== What the task asks ==
In the listing below, how many lines include "standing"? Give the number and no other text.

== Exercise inputs ==
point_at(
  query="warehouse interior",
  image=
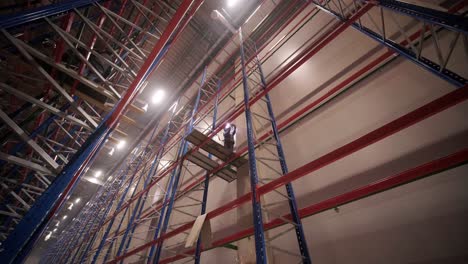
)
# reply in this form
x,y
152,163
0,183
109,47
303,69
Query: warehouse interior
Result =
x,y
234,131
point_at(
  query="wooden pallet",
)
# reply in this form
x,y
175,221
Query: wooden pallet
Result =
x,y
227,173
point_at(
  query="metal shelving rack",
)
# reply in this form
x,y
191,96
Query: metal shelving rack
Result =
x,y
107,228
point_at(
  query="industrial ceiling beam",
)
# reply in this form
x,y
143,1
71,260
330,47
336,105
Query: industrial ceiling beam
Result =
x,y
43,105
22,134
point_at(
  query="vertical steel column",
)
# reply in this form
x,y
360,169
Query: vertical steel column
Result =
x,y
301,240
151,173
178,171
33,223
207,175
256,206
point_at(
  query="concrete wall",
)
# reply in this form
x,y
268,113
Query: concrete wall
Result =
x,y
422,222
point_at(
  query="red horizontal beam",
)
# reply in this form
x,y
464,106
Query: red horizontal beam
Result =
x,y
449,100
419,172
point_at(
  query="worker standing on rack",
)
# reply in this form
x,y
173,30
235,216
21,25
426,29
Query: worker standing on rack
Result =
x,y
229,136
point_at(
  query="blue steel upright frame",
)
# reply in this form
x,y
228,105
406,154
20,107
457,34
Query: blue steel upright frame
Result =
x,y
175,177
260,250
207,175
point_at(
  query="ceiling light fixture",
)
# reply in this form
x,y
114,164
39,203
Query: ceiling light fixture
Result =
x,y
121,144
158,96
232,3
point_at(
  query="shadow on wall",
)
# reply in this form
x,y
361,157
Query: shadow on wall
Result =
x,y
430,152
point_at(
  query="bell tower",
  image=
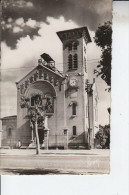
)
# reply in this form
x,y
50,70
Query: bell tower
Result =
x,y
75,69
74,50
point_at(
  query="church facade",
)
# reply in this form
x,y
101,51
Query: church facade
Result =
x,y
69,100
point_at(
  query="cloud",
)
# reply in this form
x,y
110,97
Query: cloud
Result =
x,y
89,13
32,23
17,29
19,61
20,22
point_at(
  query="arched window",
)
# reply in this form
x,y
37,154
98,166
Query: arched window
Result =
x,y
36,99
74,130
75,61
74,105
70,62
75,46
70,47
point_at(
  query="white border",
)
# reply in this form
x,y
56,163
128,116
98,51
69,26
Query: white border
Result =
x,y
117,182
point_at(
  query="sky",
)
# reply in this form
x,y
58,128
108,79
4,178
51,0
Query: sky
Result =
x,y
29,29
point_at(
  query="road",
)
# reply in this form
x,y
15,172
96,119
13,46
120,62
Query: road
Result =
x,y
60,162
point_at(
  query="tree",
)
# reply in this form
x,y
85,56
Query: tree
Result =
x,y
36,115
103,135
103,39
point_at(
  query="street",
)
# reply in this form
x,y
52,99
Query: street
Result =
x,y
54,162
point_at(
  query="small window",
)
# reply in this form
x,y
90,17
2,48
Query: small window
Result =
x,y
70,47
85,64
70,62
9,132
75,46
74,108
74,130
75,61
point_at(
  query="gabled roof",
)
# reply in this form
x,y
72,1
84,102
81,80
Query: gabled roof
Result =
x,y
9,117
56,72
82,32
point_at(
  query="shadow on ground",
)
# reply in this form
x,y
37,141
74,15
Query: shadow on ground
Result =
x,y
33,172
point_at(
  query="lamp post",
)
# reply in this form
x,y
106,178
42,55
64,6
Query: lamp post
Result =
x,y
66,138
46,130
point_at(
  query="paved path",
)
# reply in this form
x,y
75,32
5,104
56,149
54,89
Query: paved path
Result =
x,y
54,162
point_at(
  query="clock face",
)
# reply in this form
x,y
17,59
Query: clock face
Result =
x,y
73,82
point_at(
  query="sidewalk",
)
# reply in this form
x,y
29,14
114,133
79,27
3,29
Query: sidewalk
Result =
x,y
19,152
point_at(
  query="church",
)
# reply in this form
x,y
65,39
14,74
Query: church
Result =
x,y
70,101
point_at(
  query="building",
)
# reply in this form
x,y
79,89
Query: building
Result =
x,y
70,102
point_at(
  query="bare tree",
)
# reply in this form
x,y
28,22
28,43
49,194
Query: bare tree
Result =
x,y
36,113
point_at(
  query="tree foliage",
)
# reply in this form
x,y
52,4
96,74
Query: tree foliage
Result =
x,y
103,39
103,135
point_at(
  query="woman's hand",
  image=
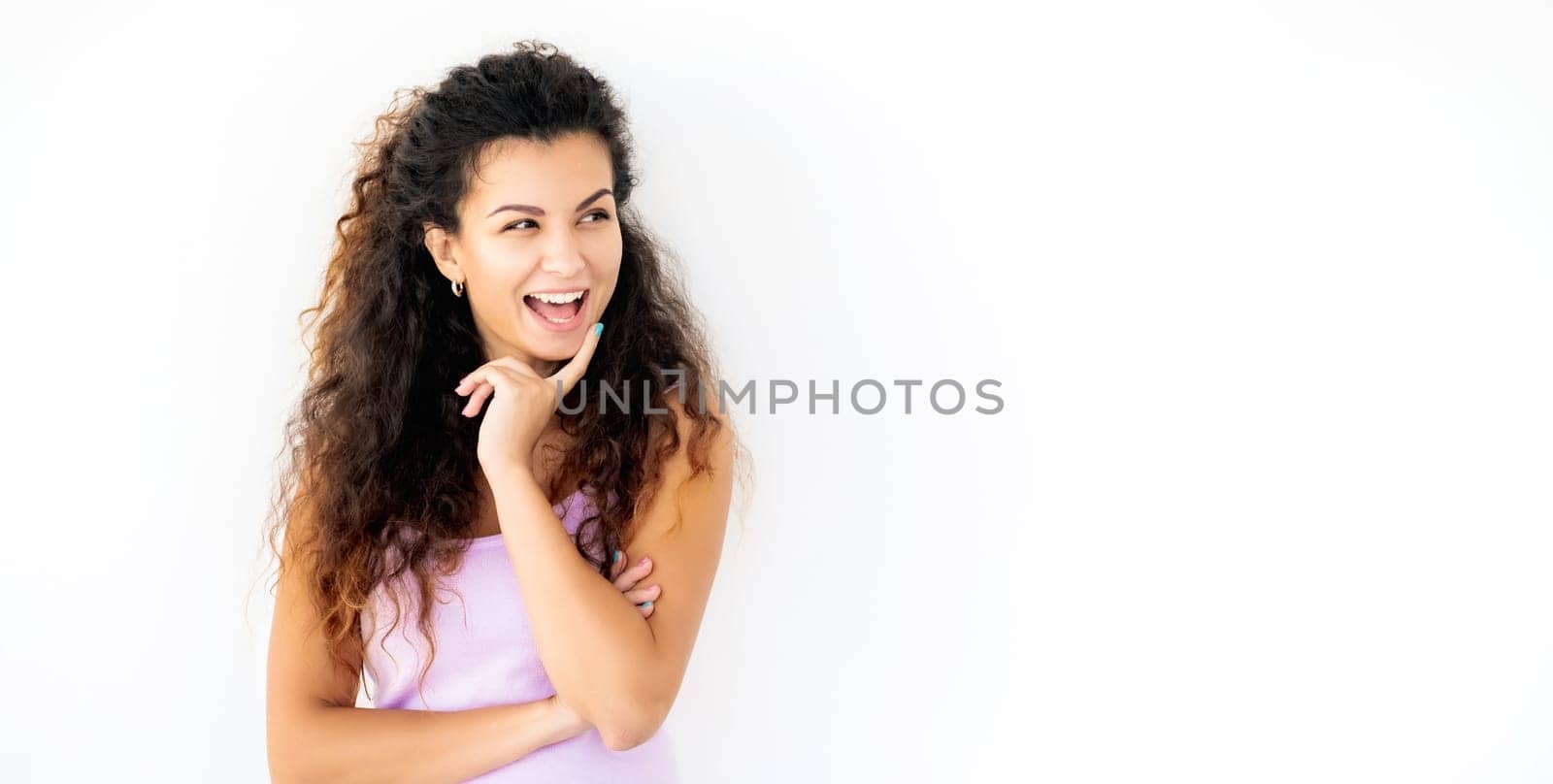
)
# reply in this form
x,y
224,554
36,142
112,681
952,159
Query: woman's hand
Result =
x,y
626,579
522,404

== Response ==
2